### Description of the task
Could you set down every entry exactly as it stands, without the images?

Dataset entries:
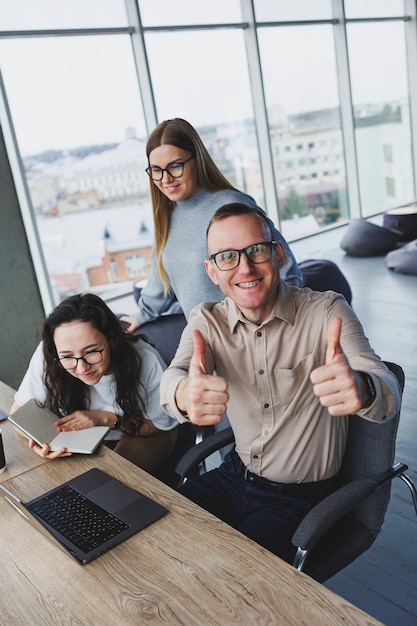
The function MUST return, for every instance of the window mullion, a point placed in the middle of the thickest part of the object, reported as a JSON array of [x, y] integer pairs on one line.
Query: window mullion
[[346, 109]]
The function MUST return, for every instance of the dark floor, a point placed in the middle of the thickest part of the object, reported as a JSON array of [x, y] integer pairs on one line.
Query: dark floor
[[383, 581]]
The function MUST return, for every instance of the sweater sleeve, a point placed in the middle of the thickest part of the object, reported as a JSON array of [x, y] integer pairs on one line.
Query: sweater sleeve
[[290, 272], [153, 302]]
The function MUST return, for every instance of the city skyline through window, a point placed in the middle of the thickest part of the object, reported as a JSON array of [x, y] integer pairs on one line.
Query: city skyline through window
[[77, 107]]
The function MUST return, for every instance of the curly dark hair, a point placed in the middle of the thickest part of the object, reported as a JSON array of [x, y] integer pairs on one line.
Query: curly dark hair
[[65, 393]]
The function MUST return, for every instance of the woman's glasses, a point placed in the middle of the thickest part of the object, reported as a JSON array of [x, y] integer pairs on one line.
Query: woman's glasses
[[90, 358], [256, 253], [174, 169]]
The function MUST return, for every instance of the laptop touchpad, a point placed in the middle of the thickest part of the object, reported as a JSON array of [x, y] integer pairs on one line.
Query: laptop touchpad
[[113, 495]]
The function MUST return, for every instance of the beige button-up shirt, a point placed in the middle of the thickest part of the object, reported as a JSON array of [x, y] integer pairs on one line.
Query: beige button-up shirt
[[282, 431]]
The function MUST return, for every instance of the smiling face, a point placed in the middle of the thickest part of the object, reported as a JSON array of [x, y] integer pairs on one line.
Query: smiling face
[[253, 287], [175, 188], [77, 339]]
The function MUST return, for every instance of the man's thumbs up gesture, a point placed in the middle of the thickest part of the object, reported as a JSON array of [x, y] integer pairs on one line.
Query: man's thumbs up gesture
[[201, 396], [340, 388]]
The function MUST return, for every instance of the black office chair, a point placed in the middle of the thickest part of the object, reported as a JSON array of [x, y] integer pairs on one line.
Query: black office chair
[[164, 334], [346, 523]]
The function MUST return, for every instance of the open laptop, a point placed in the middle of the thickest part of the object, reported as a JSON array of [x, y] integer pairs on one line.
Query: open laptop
[[89, 514]]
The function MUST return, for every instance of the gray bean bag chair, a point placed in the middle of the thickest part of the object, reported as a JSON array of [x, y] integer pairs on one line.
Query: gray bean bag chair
[[403, 219], [403, 260], [363, 238]]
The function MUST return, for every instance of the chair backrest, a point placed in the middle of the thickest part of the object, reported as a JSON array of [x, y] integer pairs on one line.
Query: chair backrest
[[164, 333], [370, 452]]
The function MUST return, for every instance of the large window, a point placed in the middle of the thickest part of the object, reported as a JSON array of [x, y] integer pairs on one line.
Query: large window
[[382, 114], [306, 139], [302, 104]]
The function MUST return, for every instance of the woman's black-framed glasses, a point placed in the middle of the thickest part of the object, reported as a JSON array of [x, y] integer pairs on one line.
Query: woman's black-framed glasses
[[174, 169], [90, 358], [256, 253]]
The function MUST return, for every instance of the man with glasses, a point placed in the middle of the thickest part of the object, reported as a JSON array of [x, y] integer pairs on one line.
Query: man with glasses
[[288, 365]]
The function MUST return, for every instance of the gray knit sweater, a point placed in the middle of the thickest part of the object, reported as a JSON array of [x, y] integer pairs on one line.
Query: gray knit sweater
[[185, 252]]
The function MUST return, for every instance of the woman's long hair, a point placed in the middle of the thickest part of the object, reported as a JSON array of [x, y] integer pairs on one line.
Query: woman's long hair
[[64, 392], [177, 132]]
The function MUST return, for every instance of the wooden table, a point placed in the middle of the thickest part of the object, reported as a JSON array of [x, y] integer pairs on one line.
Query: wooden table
[[187, 568]]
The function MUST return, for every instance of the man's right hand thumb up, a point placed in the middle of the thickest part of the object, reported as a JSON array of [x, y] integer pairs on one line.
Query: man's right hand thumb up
[[203, 397], [198, 360]]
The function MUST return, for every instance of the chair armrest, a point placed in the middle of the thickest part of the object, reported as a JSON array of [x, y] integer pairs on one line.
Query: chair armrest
[[330, 510], [195, 455]]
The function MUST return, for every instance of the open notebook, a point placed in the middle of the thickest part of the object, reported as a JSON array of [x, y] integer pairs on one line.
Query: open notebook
[[38, 424], [89, 514]]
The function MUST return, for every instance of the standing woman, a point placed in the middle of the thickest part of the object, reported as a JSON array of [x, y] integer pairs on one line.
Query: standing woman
[[89, 371], [187, 188]]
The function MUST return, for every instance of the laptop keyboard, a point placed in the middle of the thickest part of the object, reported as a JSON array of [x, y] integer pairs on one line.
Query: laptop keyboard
[[77, 518]]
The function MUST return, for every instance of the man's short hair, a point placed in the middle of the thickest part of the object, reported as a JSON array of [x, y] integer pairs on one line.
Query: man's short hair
[[238, 208]]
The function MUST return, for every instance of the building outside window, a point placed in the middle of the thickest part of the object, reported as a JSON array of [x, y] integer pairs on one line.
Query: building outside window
[[261, 82]]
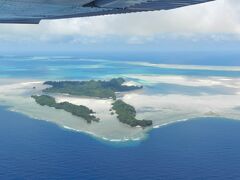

### Response
The function MUST return, for every instance of the window mullion, a point placed in the middle of the thickest part of the object, reported as a JSON array of [x, y] integer pairs on one line.
Query: window mullion
[[346, 109]]
The function MUST return, for every instance of the dark floor, a point placed in the middle of the thickest part of the object, reported as a JSON array of [x, y] integer pairs on one line.
Query: dark floor
[[383, 581]]
The function MUST return, for every instance of the sweater sleeve, a point placed in the middle of the thickest part of the object, reported as a JSON array of [x, y] integer pairs on one line.
Query: sweater sleeve
[[290, 272], [153, 302]]
The function MUST return, for every instance of the city skyline through window, a point placed in the middle of the thickest part of the object, reported as a JSON array of [x, y] integer pairs on one line.
Query: city skyline through window
[[77, 107]]
The function MUST return, for every instance of the curly dark hair, a point placed in the middle of the thickest part of the object, reported as a JSON array of [x, y] integer pairs on one line.
Query: curly dark hair
[[65, 393]]
The function MUST return, for every instance of the woman's glasses, a point placed in the middle of the thickest part of the object, reported as a JSON array of [x, y] integer pairs on one line.
Query: woman's glasses
[[90, 358], [256, 253], [174, 169]]
The function MUST return, for every instance of the laptop touchpad, a point placed in the middle of the thickest part of the object, reported as a JSON array of [x, y] integer pairs on one line.
Query: laptop touchpad
[[113, 495]]
The function MUST return, for every instance of the beige button-up shirt, a point placed in the middle of the thickest part of the object, reported as a JSON array of [x, y] integer pairs on one line.
Query: beige button-up shirt
[[282, 431]]
The function MUST return, for every instance of the smiling face, a point placed in the middle of the thickest part of the object, reported as a JSON array of [x, y] integer pairs on one line.
Query: smiling face
[[253, 287], [175, 188], [77, 339]]
The function MUST return, for every instance of the man's thumbs up gesture, a point placed in the middle of the thickest part of the object, reported as a JSON array of [x, y] integer pairs on one line.
Query: man's thumbs up gesture
[[201, 396], [340, 388]]
The function MUST return, for every instance of the black office chair, a point placed in the middle of the thickest part of the object, reported as a JSON array of [x, y] integer pairs on one line.
Query: black office chair
[[164, 334], [346, 523]]
The function MUST return, for every instance of the open laptop, a point placed in the middle of the thickest part of the object, reported as a JSON array of [x, y] integer pairs on one line.
Query: open laptop
[[89, 514]]
The function MUST return, for every instance of the gray bean bag chair, a point placed in the middle of the thickest part of the object, reported as a JSON array of [x, y] integer pairs on one line.
Query: gray bean bag chair
[[403, 219], [403, 260], [363, 238]]
The function MUST return, for every instance of the chair backrest, a point placed in the middle of the thickest part of the object, reported as a JSON array of [x, y] integer pairs on one line.
Query: chair backrest
[[164, 333], [370, 452]]
The function MUST return, for every instance of the large window, a point placed in the middle of the thickest part of the object, reported as a JSON array of [x, y] integer pairs on one line.
Query: large window
[[382, 114], [306, 139], [302, 104]]
The function MUST return, for every instance of the woman's black-framed glasses, a point placed in the middle of the thickest part of the object, reported as a JSON array of [x, y] integer pairs on one line.
Query: woman's black-framed glasses
[[174, 169], [90, 358], [256, 253]]
The function MUST return, for every instance of the man with glasses, a point placed in the middle of the thickest part of the object, reported as a JSON array of [x, y] integer pairs on one line.
Query: man with glasses
[[288, 365]]
The function MUST return, for every instance of the gray knit sweater, a point placed in the middle of the thickest part of the object, reported as a JSON array of [x, y] integer pairs on one line.
Query: gray knit sweater
[[185, 252]]
The function MUST return, for every instance of the woman's long hair, a point placed in the middle of the thickest part of the object, reported as a JSON array of [x, y] integer pairs on one line.
Query: woman's long hair
[[64, 392], [177, 132]]
The function MUST return, for every instance of the wooden table, a point placed in the middle of the thickest part of the object, reported as a JSON array of [x, y] integer pairs on one line.
Query: wooden table
[[187, 568]]
The function MUST return, for every instance of the man's right hand thumb up, a point placed in the middle of the thickest part of the object, reported as a JSON array of [x, y] integer pairs on one line.
Query: man's right hand thumb up
[[203, 397], [198, 360]]
The function MUST return, for every instance of the chair armrest, a point placed in the middle of the thickest part of the object, reported as a JSON array of [x, y] integer pairs on one line.
Query: chair armrest
[[330, 510], [195, 455]]
The function MUST return, for every instance of the open notebook, a point placed in the middle of the thickest part of the object, reported as a JSON array of [x, y] integer pairs on one line.
Query: open notebook
[[38, 424], [89, 514]]
The function MUST return, for every instance of the standing woman, a point placed in the middle of the thickest part of the object, reported as a JSON array of [x, y] integer pairs on one line.
Query: standing woman
[[89, 371], [187, 188]]
The function MUST return, for every instance of the laptop keyboard, a point placed in the middle of the thickest part of the object, reported as a JSON array of [x, y] integer pairs on one line.
Query: laptop keyboard
[[77, 518]]
The function MUST return, for every instance of the man's short hair, a point placed in the middle of the thickest part of the object, reported as a JSON array of [x, y] integer pairs on one line.
Query: man's short hair
[[238, 208]]
The function MUST return, for every instance of the building outside window, a point placed in the middle of the thickest part of the object, reported as a JSON array of [x, y] integer pairs on one line.
Query: building outside window
[[261, 82]]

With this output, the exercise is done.